(Object location annotation data)
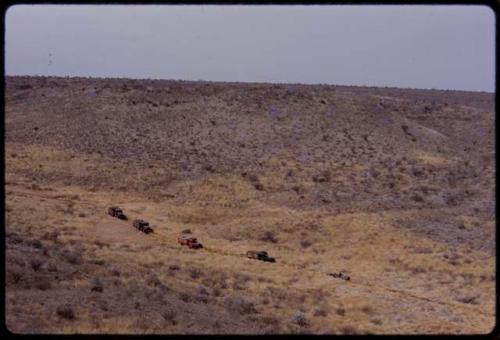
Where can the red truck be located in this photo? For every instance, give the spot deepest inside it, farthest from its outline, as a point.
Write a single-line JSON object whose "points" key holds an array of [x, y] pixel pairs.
{"points": [[189, 241]]}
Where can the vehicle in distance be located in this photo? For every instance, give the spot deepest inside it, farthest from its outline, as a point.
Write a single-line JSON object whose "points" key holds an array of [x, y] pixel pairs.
{"points": [[260, 255], [189, 241], [117, 212], [142, 226]]}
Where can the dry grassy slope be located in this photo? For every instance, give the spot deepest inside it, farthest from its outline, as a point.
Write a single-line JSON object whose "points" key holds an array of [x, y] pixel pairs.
{"points": [[394, 187]]}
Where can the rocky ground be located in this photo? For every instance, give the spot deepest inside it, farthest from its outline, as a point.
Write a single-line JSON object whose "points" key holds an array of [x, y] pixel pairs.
{"points": [[394, 187]]}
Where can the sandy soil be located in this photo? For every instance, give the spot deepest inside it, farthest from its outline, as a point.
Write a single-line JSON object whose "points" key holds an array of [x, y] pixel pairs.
{"points": [[393, 187]]}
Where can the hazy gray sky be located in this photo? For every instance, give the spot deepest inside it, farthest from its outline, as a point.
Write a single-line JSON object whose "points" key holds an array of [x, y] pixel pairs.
{"points": [[445, 47]]}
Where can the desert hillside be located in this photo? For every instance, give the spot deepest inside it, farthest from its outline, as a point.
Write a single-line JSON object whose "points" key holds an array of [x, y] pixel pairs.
{"points": [[393, 187]]}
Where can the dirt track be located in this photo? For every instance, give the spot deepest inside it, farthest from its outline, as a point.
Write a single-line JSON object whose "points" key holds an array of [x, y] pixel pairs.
{"points": [[393, 187]]}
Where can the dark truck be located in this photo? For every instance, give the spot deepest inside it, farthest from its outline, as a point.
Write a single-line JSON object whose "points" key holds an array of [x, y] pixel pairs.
{"points": [[116, 212], [142, 226], [340, 275], [260, 255], [190, 241]]}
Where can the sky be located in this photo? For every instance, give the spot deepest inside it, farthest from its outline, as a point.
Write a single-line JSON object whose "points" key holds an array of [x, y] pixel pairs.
{"points": [[412, 46]]}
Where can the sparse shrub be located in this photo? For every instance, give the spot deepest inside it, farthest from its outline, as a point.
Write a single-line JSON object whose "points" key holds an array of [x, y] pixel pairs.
{"points": [[417, 198], [42, 282], [320, 312], [36, 264], [367, 309], [52, 236], [153, 280], [14, 275], [305, 243], [100, 244], [174, 267], [73, 257], [115, 272], [340, 311], [470, 299], [36, 244], [185, 297], [240, 305], [259, 186], [300, 319], [195, 273], [169, 316], [348, 330], [96, 285], [66, 312], [253, 178], [52, 267]]}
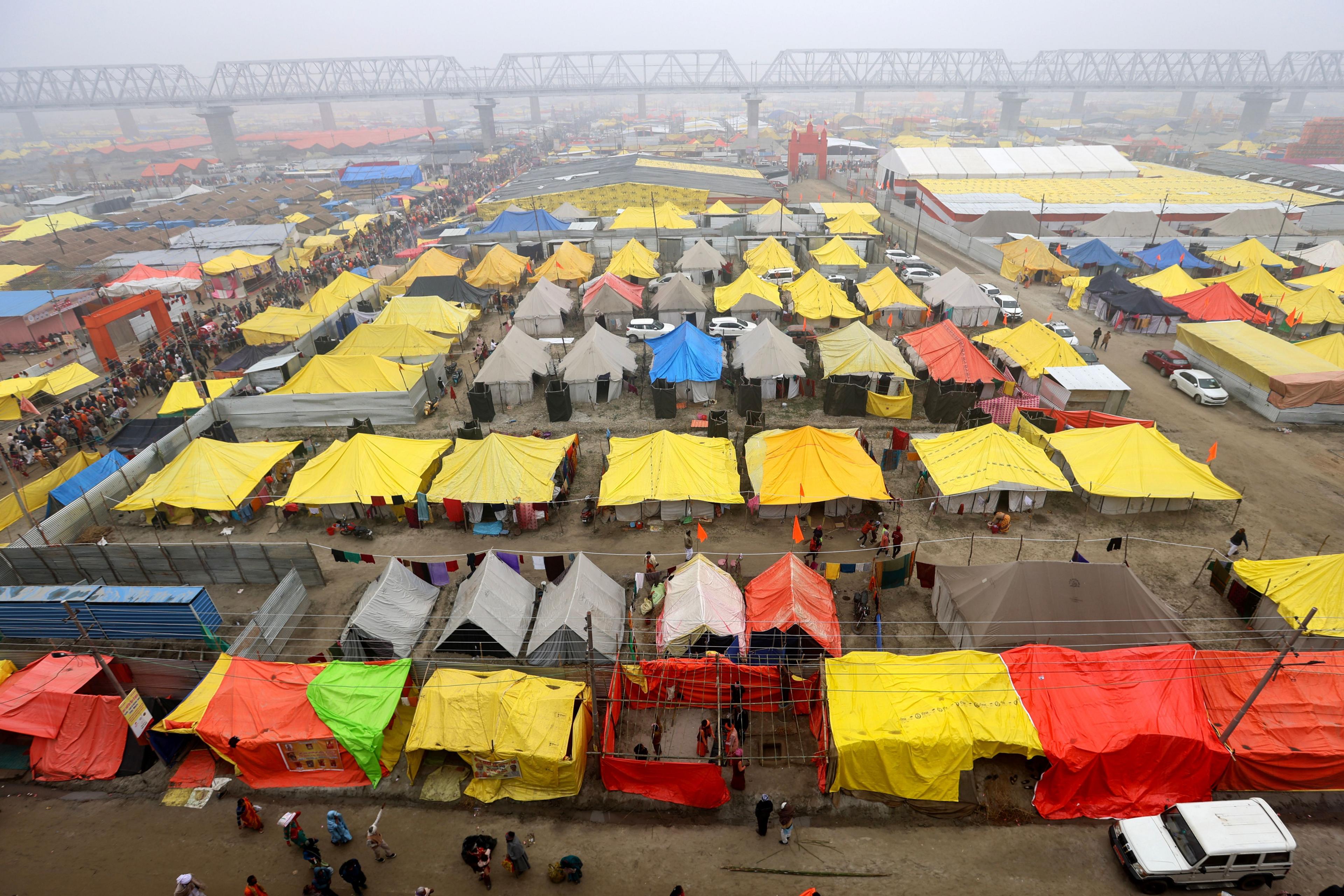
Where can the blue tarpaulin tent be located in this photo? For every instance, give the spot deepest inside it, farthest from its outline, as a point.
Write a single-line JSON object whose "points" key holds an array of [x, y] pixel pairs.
{"points": [[687, 354], [70, 491], [1096, 253], [522, 222], [1170, 253]]}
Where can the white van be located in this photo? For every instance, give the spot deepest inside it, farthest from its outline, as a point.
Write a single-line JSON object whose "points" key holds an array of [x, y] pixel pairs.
{"points": [[1229, 843]]}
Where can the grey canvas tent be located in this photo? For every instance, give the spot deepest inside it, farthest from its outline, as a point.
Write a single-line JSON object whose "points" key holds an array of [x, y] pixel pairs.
{"points": [[560, 636], [491, 613], [1085, 606], [390, 617]]}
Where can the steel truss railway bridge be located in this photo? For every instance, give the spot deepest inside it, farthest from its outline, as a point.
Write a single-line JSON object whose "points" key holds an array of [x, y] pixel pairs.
{"points": [[1252, 75]]}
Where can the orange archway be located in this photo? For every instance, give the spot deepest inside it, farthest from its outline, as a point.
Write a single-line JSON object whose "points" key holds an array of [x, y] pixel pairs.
{"points": [[97, 323]]}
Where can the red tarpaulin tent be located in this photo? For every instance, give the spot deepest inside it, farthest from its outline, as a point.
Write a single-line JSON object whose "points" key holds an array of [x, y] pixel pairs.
{"points": [[951, 357], [1127, 731], [1294, 735], [792, 597], [1218, 303]]}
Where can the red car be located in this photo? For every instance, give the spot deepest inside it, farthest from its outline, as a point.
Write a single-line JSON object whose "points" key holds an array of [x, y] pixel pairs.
{"points": [[1166, 362]]}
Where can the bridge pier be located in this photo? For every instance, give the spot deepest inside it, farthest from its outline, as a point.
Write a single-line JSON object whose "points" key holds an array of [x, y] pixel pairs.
{"points": [[29, 123], [486, 109], [219, 121], [127, 123], [1256, 112]]}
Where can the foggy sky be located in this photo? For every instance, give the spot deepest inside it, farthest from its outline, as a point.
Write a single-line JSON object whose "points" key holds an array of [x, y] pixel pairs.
{"points": [[198, 34]]}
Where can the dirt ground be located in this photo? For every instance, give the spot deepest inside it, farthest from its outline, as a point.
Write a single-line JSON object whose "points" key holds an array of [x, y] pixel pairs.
{"points": [[119, 846]]}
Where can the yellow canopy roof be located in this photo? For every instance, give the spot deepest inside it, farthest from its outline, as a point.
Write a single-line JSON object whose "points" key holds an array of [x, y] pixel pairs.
{"points": [[1316, 306], [857, 350], [500, 469], [210, 476], [327, 374], [336, 293], [769, 256], [433, 262], [1297, 585], [366, 467], [987, 457], [810, 464], [838, 252], [747, 284], [1033, 347], [1135, 461], [428, 314], [1252, 252], [851, 222], [910, 726], [1167, 282], [818, 299], [566, 262], [634, 260], [46, 225], [392, 340], [237, 260], [885, 289], [499, 268], [671, 467], [1029, 254], [504, 716]]}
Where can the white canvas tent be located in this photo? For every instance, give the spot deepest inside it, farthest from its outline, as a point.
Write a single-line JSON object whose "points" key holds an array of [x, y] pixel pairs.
{"points": [[560, 636], [491, 612], [390, 617]]}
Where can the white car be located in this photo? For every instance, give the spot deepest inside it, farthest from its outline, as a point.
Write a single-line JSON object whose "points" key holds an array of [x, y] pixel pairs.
{"points": [[1199, 386], [1064, 332], [647, 328], [730, 327]]}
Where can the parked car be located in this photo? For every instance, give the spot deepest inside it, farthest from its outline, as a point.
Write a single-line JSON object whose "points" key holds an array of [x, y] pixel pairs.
{"points": [[730, 327], [647, 328], [1199, 386], [1166, 360], [1230, 843], [1064, 332]]}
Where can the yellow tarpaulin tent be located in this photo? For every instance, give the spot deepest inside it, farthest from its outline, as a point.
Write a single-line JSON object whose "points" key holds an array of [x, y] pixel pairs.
{"points": [[365, 468], [35, 493], [885, 289], [500, 469], [392, 340], [818, 299], [634, 260], [910, 726], [748, 284], [324, 375], [1135, 461], [1248, 253], [671, 467], [237, 260], [279, 326], [851, 222], [769, 256], [1033, 347], [1297, 585], [499, 268], [838, 252], [987, 457], [429, 314], [210, 476], [858, 350], [496, 719], [810, 464]]}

◆ THE PROBLEM
Every record above must be given again exactly; drop the pictures.

◆ FULL RESPONSE
Where can the red truck be located in this photo? For every instance, give the spot deepest inside it, farthest from its outline, as a point.
Write a single-line JSON object whose "points" key holds an array of [x, y] pixel pairs.
{"points": [[189, 241]]}
Where can the vehicle in distance be located in this photo? For every instance, give the spot deepest inside it, farthest from its outline, as a point.
Write a single-line JSON object whose "points" key holds an array of [x, y] pixel pairs.
{"points": [[260, 255], [189, 241], [117, 212], [142, 226]]}
Where can the dry grassy slope be located in this photo? For every instance, give the spot deepest inside it, farthest from its outline, as a point.
Write a single-line JSON object whose "points" key holds an array of [x, y] pixel pairs.
{"points": [[394, 187]]}
Where can the rocky ground be located in this photo? For every instance, give the spot deepest inside it, farthest from its outline, as a point.
Write a single-line JSON object whose "points" key holds an array of [x, y] pixel pairs.
{"points": [[394, 187]]}
Where can the sandy soil be located in this photo? For every instance, give the spot deepest inside it, farthest from its outline, as a point.
Write a single-line JSON object whose "points" key holds an array of [x, y] pixel pairs.
{"points": [[393, 187]]}
Where can the hazy gray sky be located in this photo? For every instance, give the spot deepest inside it, farthest from its outline, as a point.
Write a single-line JSON object whose "points" key holds an array of [x, y] pixel pairs.
{"points": [[445, 47]]}
Where can the desert hillside be located in this photo? For every instance, give the spot deepest inside it, farthest from its outline, as a point.
Write a single-line JSON object whose "points" key holds an array of [x, y] pixel pairs.
{"points": [[393, 187]]}
Where can the dirt track be located in this photo? For every instance, give the spot deepest inside it, farthest from its outline, as a point.
Write a single-line JSON object whose "points" key holds an array of [x, y] pixel pairs.
{"points": [[393, 187]]}
Where can the dark truck be located in this photo? For every instance, give the spot deepest inside it, farthest from its outline, as a point.
Write a single-line JSON object whose "points" key holds an array of [x, y] pixel pairs.
{"points": [[116, 212], [142, 226], [340, 275], [260, 255], [190, 241]]}
Where can the sky be located in this photo? For every instance, give the spot deepest inside it, farthest from its outline, as a point.
Write a single-line JSON object whose "points" key holds an array of [x, y] pixel pairs.
{"points": [[412, 46]]}
Where can the sparse shrub be located in this photo? For every instance, give the spot deepest inside it, farthest from its outline, as a point.
Write a single-line JSON object whose "points" key holds an array of [x, y] pixel pairs.
{"points": [[417, 198], [42, 282], [320, 312], [36, 264], [367, 309], [52, 236], [153, 280], [14, 275], [305, 243], [100, 244], [174, 267], [73, 257], [115, 272], [340, 311], [470, 299], [36, 244], [185, 297], [240, 305], [259, 186], [300, 319], [195, 273], [169, 316], [348, 330], [96, 285], [66, 312], [253, 178], [52, 267]]}
Where can the blue tarpaulin tent be located in this photo? For every instance, give the spot deepest inside it, farthest from its outline, as a point.
Write a single-line JSON object whose "points" key holds an array of [x, y] pixel pairs.
{"points": [[687, 354], [70, 491], [1096, 253], [522, 222], [1170, 253]]}
Where can the white van be located in this photo? For every instance, give the spot deepest inside it, farthest from its outline, as a point.
Write a single-line JSON object whose "points" key holds an array of [x, y] pixel pairs.
{"points": [[1229, 843]]}
Where can the grey canvas tent be located in this photo? For every instance, give the spot deepest inside it, farthest from its outline, as a point.
Write a single-line JSON object whose "points" key holds an array of [x, y] pixel pairs.
{"points": [[560, 636], [491, 613], [1085, 606], [390, 617]]}
Where can the steel truss railway bridge be located in this photo? For every instance, give the spot deepest inside it, farthest from its outline, as a point.
Write a single-line JSON object whose "points" key holds an array of [x, y] pixel pairs.
{"points": [[1252, 75]]}
Where can the orange archway be located in this photo? For every instance, give the spot deepest inside it, farthest from its outline, as a point.
Write a single-line JSON object whose "points" key holds an array of [x, y] pixel pairs.
{"points": [[97, 323]]}
Where can the red tarpaulin tent be located in this photo? For every instance, give the spot deepest inside it, farthest from its outline, as a point.
Write a single-line JSON object whose "points" key holds an array of [x, y] pixel pairs.
{"points": [[951, 357], [1127, 731], [1294, 735], [792, 597], [1218, 303]]}
Where can the red car be located in this photo? For every instance, give the spot deepest inside it, farthest from its outline, as a point.
Write a single-line JSON object whose "points" key holds an array of [x, y] pixel pairs.
{"points": [[1166, 362]]}
Where can the bridge pier be located in this photo? For every instance, give the spot deepest inside it, farthest from its outline, as a point.
Write a single-line JSON object whose "points" key holds an array of [x, y] pixel pairs.
{"points": [[29, 123], [486, 109], [219, 121], [127, 123], [1256, 112]]}
Where can the foggy sky be located in this photo? For every instance, give the spot deepest inside it, farthest from its outline, as a point.
Write a single-line JSON object whose "points" key holds an array of [x, y] pixel pairs.
{"points": [[198, 34]]}
Where can the dirt ground be located in this photo? For every instance, give the spot deepest inside it, farthest from its outline, as a point.
Write a single-line JSON object whose "points" key holds an array of [x, y] pixel pairs.
{"points": [[119, 846]]}
Where can the yellow canopy roof be located in this photo? For every instance, give the spot deepest inside it, farthest from its outline, as a point.
Write a single-line JSON object whose "points" key holds an array of [x, y] pixel pairs.
{"points": [[1316, 306], [857, 350], [500, 469], [210, 476], [327, 374], [336, 293], [769, 256], [433, 262], [1297, 585], [366, 467], [987, 457], [810, 464], [838, 252], [747, 284], [1033, 347], [1135, 461], [428, 314], [1252, 252], [851, 222], [910, 726], [1167, 282], [818, 299], [566, 262], [634, 260], [46, 225], [392, 340], [237, 260], [885, 289], [499, 268], [671, 467], [1029, 254], [504, 716]]}
Where can the white canvas tent be located in this photo? For every instance, give the spot deepest inside it, farthest from its outline, as a point.
Write a single-line JSON object whose "points" key holds an array of [x, y] pixel pairs.
{"points": [[560, 636], [491, 612], [390, 617]]}
Where can the white car be located in this photo? For every instance, give the spot deepest inside it, farthest from its outline, as a point.
Write a single-line JSON object whose "points" key holds an array of [x, y] pixel pairs.
{"points": [[1199, 386], [1064, 332], [647, 328], [730, 327]]}
Where can the parked car be located in this photo? For every instance, give the spot deepest inside it, farthest from its outline, as a point.
Write a single-line JSON object whose "points" key holds an array of [x, y] pixel pairs.
{"points": [[730, 327], [647, 328], [1199, 386], [1166, 360], [1230, 843], [1064, 332]]}
Where can the yellow tarpaulin tent be located in this photo? For every instance, give the spot deepest inside it, farthest from its outline, as a point.
Write a single-line JSON object whose "points" key holds an array of [x, y] pixel pairs.
{"points": [[365, 468], [35, 493], [885, 289], [500, 469], [392, 340], [818, 299], [634, 260], [910, 726], [748, 284], [324, 375], [1135, 461], [1248, 253], [671, 467], [237, 260], [279, 326], [851, 222], [769, 256], [1033, 347], [1297, 585], [499, 268], [838, 252], [987, 457], [429, 314], [210, 476], [858, 350], [496, 719], [810, 464]]}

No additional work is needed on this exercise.